> _EXCERPT_:
★ ★ ★ ★ ★ ★ ★

Hearing:         26 October 2006

Appearances: Appellant in person

C D Bean for Respondent

Judgment:      7 November 2006

JUDGMENT OF KEANE J

This judgment was delivered by Justice Keane on 7 November 2006 at 4pm pursuant to Rule540(4) of the High Court Rules.

Registrar/ Deputy Registrar

Date:

Solicitors:

Crown Solicitor, Hamilton

S V POLICE HC HAM CRI 2006-419-96  7 November 2006

[1]      On 5 July 2006, after a summary hearing in the District Court, S   was convicted of possessing on 27 February 2006, in the early evening, an offensive weapon, a garden object similar to a spear, in circumstances showing on the face of it intent to use it in an offence involving the fear of violence. He was ordered to enter into a $500 bond to keep the peace.

[2]      On  28  July,  whether  or  not  he  entered  into  the  bond,  Mr  S   appealed his conviction and sentence. No weapon was ever found and, he contends on this appeal in person, the evidence of any weapon and that he possessed it, and with the intent called for, is inconsistent or incredible.

[3]      The case against him depended, as Mr S   says, on the evidence of his neighbour, Paul Reece and his son Mark, aged 13; and Mr S  ’s first point on this appeal is that what each says is irreconcilable and no basis for the Judge to conclude that within a very short space of time, a matter of seconds, twice that evening, he thrust a spear-like object towards Mr Reece, through the fence at their common boundary.

[4]      The falsity of Mr Reece’s complaint, Mr S   contends, is explained by the dispute in which they have been embroiled about the height of the bamboo on his  side  of  the  common  boundary.  This  dispute,  obliquely  touched  on  in  the evidence, appears to have begun when Mr and Mrs Reece had their house lifted and obtained a view of the sea across the S   property. Mr S  , it seems, to restore privacy, then allowed the bamboo until then clipped to grow naturally, taking away Mr and Mrs Reece’s view. This incident on 27 February appears not to have been the first.

★ ★ ★ ★ ★ ★ ★

> _SUPPLIED RECORDS_:

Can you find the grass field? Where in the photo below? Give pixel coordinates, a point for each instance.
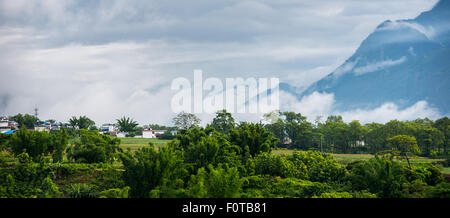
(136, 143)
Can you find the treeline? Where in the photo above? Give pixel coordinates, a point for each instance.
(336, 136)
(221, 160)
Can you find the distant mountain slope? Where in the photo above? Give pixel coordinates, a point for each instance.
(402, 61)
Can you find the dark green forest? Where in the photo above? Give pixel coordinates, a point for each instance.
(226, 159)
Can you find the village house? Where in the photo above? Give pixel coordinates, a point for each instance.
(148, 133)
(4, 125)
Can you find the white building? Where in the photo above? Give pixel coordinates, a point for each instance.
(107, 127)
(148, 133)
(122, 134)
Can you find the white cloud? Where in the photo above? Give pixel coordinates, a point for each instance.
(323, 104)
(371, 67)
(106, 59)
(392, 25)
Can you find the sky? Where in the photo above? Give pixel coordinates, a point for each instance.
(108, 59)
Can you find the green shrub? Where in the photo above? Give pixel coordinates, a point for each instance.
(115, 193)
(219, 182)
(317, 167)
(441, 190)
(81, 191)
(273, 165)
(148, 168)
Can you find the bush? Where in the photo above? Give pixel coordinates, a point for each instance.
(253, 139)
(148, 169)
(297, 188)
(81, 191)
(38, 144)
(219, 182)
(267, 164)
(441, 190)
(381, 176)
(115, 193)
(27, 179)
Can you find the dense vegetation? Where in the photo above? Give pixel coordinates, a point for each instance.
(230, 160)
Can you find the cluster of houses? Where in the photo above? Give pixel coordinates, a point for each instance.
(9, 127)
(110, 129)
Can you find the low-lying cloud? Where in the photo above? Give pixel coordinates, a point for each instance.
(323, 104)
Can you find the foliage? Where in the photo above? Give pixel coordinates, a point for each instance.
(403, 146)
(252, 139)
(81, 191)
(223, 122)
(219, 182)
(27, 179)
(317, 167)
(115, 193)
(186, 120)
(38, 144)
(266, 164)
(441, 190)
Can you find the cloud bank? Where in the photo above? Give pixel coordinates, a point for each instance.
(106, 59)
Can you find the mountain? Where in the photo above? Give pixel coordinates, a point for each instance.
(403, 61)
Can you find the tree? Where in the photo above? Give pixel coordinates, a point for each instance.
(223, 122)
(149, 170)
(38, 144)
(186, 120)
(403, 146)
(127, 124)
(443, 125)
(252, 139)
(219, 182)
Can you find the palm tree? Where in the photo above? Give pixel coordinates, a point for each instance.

★ ★ ★ ★ ★ ★ ★

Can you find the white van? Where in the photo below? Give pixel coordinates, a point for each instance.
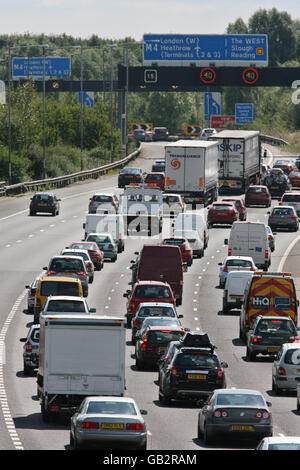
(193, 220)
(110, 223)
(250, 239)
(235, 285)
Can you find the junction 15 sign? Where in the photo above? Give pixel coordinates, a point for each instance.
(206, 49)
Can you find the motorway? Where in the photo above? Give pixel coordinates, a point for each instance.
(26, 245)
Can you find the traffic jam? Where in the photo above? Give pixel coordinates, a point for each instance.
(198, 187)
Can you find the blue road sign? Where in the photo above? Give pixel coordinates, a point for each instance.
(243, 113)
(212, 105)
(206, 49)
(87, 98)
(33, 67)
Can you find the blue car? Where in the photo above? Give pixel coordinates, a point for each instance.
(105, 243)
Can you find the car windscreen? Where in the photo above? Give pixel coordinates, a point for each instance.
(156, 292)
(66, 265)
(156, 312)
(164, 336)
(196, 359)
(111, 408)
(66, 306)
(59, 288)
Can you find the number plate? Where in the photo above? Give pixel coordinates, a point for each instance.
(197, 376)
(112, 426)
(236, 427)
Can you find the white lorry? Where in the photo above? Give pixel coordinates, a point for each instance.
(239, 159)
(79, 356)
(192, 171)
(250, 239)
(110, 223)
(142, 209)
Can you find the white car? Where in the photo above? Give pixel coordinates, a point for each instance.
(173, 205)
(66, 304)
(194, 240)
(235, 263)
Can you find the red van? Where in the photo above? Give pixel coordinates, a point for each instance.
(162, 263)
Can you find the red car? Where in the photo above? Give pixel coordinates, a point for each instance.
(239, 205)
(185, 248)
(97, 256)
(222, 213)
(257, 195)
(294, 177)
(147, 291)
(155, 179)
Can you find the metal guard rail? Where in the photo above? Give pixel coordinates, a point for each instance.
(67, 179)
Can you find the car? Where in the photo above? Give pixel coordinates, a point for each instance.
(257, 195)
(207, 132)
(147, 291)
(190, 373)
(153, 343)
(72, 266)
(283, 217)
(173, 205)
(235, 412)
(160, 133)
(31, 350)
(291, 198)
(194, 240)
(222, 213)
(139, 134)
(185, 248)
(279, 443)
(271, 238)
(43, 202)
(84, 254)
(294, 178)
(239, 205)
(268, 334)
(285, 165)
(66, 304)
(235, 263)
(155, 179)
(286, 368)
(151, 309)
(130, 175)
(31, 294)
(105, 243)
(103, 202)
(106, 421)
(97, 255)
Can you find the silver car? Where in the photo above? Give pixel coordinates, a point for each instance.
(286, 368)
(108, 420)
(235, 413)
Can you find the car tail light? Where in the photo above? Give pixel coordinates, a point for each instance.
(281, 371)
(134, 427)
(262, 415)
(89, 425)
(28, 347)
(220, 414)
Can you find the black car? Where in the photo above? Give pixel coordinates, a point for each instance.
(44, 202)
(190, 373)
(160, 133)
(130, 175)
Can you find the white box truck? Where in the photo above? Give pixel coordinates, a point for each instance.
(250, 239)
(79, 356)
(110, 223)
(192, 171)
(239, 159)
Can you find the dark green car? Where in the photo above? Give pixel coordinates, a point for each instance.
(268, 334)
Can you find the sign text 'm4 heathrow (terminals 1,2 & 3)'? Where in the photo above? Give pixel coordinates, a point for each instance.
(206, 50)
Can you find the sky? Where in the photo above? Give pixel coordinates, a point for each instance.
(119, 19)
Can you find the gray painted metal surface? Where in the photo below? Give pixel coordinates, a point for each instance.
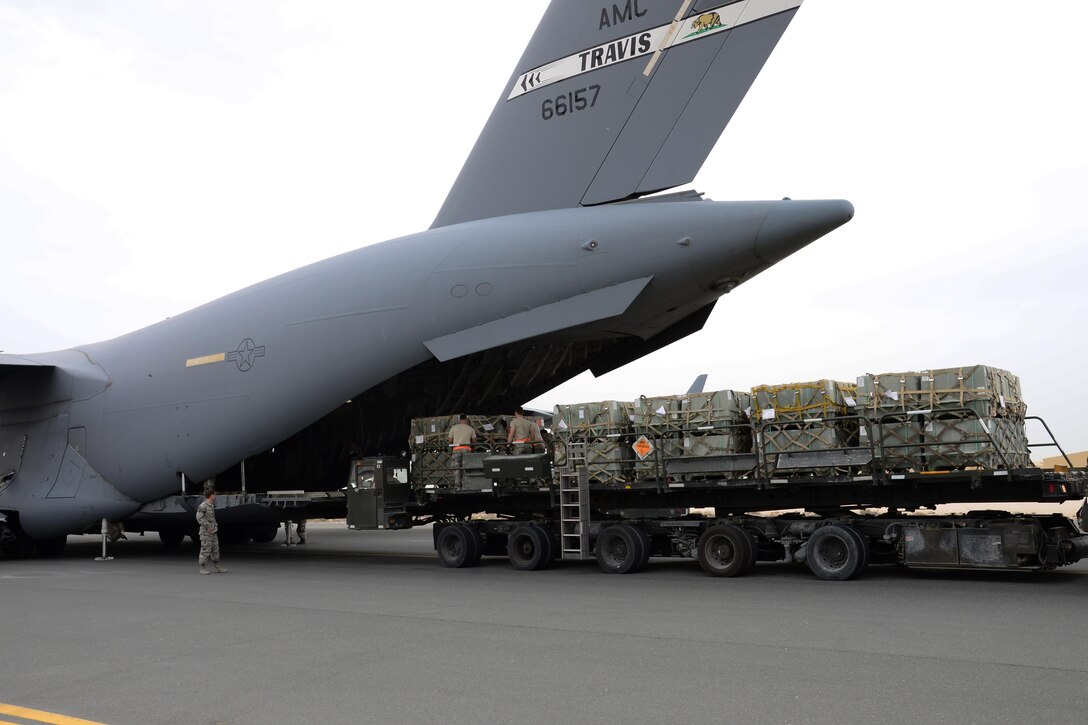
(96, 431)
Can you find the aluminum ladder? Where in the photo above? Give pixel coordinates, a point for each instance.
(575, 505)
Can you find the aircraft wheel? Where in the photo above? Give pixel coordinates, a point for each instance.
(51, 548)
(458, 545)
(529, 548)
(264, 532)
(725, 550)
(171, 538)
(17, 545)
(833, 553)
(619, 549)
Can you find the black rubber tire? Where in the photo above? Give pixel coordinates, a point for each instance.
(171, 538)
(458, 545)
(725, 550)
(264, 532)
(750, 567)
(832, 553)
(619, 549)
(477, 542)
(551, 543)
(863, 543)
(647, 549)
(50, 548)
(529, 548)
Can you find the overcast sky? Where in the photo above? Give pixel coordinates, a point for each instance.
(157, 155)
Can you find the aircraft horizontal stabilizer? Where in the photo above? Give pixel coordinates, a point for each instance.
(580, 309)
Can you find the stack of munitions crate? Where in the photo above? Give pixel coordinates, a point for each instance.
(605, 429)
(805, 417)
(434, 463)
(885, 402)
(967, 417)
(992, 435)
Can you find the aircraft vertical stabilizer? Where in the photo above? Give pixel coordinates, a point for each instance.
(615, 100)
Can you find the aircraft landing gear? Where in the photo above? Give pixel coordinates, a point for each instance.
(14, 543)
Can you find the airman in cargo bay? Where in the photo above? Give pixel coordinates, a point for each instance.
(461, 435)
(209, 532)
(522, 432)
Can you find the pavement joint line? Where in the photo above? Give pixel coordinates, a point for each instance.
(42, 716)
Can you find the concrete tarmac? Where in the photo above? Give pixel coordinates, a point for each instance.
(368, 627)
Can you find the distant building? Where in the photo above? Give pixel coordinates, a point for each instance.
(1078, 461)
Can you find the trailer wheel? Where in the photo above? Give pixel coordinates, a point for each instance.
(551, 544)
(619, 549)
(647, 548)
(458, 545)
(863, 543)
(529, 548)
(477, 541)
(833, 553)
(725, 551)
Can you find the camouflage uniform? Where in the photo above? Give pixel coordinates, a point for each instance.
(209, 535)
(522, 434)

★ ★ ★ ★ ★ ★ ★

> _WHAT YOU NEED TO DO_:
**a)** From the judgment, quote everything from "Crown Solicitor, Hamilton" down to "keep the peace.".
**b)** According to the judgment, what was S ordered to do after his conviction?
**c)** Rewrite the paragraph of the judgment that begins "The falsity of Mr Reece's complaint" as a short list of its main facts.

> _SOLUTIONS BY TASK_:
**a)**
Crown Solicitor, Hamilton

S V POLICE HC HAM CRI 2006-419-96  7 November 2006

[1]      On 5 July 2006, after a summary hearing in the District Court, S   was convicted of possessing on 27 February 2006, in the early evening, an offensive weapon, a garden object similar to a spear, in circumstances showing on the face of it intent to use it in an offence involving the fear of violence. He was ordered to enter into a $500 bond to keep the peace.

**b)** He was ordered to enter into a $500 bond to keep the peace.

**c)**
- Mr S contends that Mr Reece's complaint is false and that this is explained by their dispute over the height of the bamboo on his side of the common boundary.
- The dispute, touched on only obliquely in the evidence, appears to have begun when Mr and Mrs Reece had their house lifted and gained a sea view across the S property.
- To restore privacy, Mr S seems to have let the bamboo, which had been clipped until then, grow naturally, taking away the Reeces' view.
- The incident on 27 February appears not to have been the first.